[start of SOURCE]

Studio album by Blue Öyster Cult
- Released: June 1994
- Studios: Greene St. Recording, Baby Monster Studios, Giant Recording Studio, New York City
- Genres: Hard rock; heavy metal; psychedelic rock;
- Length: 67:39
- Labels: Caroline SPV
- Producers: Donald Roeser, Eric Bloom, Steve Schenck, Jeff Kawalek

Blue Öyster Cult chronology
| Bad Channels (1992) | Cult Classic (1994) | Workshop of the Telescopes (1995) |

= Cult Classic =

Cult Classic is a 1994 studio album by American rock band Blue Öyster Cult containing newly recorded versions of many of the band's most popular early songs. It was reissued by other labels under the titles Champions of Rock and E.T.I. Revisited in 1998 and 2004, with different artwork. A remastered version was released on January 24, 2020, by Frontiers Records.

[end of SOURCE]
[start of DATA ROWS]

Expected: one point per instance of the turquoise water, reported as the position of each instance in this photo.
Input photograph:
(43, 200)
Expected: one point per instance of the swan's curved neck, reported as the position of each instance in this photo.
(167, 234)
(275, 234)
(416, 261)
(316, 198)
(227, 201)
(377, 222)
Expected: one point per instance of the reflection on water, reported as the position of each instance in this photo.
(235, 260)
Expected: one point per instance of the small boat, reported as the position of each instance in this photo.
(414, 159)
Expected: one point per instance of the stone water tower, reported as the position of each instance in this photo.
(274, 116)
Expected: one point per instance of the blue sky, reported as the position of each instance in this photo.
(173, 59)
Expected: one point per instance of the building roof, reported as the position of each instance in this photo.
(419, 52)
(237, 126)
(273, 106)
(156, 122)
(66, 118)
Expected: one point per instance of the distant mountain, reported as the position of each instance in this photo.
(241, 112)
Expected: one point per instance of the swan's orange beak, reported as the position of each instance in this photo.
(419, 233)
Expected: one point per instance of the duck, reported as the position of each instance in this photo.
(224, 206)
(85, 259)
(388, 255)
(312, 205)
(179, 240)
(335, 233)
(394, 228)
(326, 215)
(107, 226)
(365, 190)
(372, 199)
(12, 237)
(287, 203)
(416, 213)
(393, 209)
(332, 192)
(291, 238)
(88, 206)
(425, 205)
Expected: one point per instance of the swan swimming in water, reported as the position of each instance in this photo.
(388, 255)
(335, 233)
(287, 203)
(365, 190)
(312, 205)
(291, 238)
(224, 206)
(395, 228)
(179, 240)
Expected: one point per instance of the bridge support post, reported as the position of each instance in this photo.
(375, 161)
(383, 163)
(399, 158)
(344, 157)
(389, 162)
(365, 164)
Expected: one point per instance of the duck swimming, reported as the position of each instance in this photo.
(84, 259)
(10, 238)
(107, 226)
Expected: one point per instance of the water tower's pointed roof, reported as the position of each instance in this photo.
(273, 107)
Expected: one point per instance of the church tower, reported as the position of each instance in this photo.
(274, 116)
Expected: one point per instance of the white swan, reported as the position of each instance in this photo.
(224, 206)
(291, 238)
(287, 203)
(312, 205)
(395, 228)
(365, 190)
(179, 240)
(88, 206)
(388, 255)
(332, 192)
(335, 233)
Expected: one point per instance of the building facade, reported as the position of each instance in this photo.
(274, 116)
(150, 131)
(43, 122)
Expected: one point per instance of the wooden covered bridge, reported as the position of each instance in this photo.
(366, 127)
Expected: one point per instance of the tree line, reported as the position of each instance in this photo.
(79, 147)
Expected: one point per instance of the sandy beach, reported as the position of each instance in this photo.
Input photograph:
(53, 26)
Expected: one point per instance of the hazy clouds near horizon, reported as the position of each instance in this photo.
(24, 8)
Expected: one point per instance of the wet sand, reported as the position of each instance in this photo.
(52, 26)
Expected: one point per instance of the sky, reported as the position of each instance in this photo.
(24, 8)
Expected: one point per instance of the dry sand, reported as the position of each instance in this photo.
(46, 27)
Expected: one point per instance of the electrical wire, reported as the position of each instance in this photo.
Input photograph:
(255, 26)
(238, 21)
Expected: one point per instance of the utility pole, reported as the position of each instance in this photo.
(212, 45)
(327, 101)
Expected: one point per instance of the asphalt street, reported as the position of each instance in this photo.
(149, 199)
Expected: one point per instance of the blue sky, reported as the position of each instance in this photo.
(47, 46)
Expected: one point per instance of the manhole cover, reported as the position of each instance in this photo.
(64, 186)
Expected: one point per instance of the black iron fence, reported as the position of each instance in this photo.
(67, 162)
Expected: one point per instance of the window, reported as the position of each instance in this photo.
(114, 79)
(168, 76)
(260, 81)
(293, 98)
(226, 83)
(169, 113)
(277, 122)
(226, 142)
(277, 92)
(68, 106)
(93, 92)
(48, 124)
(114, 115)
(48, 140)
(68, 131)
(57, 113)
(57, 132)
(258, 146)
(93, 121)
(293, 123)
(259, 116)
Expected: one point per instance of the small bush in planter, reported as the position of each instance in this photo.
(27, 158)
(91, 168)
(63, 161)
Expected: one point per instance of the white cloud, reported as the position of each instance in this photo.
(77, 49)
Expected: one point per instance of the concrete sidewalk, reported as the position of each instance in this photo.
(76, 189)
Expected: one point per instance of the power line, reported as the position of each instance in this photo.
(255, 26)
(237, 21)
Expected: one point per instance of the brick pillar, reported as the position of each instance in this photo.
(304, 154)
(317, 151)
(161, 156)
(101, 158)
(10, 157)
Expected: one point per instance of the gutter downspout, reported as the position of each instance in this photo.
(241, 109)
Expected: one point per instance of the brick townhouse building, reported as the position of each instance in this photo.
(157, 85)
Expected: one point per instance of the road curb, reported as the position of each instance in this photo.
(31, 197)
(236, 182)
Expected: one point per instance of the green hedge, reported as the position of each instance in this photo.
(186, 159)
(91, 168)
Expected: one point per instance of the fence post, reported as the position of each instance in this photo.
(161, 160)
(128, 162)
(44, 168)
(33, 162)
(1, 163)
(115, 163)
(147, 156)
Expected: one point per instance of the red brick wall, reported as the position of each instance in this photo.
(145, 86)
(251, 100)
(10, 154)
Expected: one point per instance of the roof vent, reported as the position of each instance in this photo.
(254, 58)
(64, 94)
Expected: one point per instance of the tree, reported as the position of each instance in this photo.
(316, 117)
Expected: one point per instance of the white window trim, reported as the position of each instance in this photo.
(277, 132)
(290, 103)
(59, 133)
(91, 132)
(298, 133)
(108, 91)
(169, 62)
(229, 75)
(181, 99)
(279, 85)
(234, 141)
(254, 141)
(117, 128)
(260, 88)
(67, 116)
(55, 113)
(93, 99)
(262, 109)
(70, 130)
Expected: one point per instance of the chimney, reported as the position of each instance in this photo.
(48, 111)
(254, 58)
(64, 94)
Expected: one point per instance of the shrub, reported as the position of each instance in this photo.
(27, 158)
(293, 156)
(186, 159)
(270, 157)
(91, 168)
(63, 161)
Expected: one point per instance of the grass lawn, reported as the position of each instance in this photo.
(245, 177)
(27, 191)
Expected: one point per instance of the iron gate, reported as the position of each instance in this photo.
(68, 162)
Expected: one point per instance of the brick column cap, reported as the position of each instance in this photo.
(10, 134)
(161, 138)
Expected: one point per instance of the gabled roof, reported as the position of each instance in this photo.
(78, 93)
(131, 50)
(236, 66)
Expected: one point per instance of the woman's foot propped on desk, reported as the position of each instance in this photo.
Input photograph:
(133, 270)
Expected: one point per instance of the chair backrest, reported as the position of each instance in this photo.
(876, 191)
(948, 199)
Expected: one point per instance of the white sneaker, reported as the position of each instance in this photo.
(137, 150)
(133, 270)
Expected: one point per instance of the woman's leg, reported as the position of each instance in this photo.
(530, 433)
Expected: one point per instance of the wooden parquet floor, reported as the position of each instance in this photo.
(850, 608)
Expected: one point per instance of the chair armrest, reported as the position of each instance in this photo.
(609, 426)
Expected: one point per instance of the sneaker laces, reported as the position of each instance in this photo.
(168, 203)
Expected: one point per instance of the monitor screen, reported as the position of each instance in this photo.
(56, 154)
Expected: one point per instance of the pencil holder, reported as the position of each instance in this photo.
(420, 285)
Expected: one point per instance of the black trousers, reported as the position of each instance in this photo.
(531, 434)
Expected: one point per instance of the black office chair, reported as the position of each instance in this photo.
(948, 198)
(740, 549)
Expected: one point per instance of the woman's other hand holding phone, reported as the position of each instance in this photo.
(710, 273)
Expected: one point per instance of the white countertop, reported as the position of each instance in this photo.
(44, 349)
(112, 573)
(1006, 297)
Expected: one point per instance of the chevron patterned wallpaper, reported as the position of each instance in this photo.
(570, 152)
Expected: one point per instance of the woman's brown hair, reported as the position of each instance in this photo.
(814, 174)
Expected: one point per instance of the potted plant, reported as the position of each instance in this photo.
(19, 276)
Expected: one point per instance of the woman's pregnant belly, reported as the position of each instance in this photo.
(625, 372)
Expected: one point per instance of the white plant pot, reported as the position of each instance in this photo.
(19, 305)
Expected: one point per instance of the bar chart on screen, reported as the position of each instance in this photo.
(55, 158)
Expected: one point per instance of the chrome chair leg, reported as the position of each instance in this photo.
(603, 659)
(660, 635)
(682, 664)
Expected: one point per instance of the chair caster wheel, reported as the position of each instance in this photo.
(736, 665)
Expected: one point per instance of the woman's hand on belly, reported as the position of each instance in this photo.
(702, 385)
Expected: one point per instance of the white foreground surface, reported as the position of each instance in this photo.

[end of DATA ROWS]

■ DIRECTIVES ■
a) According to the album entry, on what date was the remastered version of Cult Classic released?
b) Repeat the album entry's text from "Studio album by Blue" up to and including "by Frontiers Records.".
The listing plays no role in this work.

■ RESULTS OF THE EXERCISE ■
a) January 24, 2020

b)
Studio album by Blue Öyster Cult
- Released: June 1994
- Studios: Greene St. Recording, Baby Monster Studios, Giant Recording Studio, New York City
- Genres: Hard rock; heavy metal; psychedelic rock;
- Length: 67:39
- Labels: Caroline SPV
- Producers: Donald Roeser, Eric Bloom, Steve Schenck, Jeff Kawalek

Blue Öyster Cult chronology
| Bad Channels (1992) | Cult Classic (1994) | Workshop of the Telescopes (1995) |

= Cult Classic =

Cult Classic is a 1994 studio album by American rock band Blue Öyster Cult containing newly recorded versions of many of the band's most popular early songs. It was reissued by other labels under the titles Champions of Rock and E.T.I. Revisited in 1998 and 2004, with different artwork. A remastered version was released on January 24, 2020, by Frontiers Records.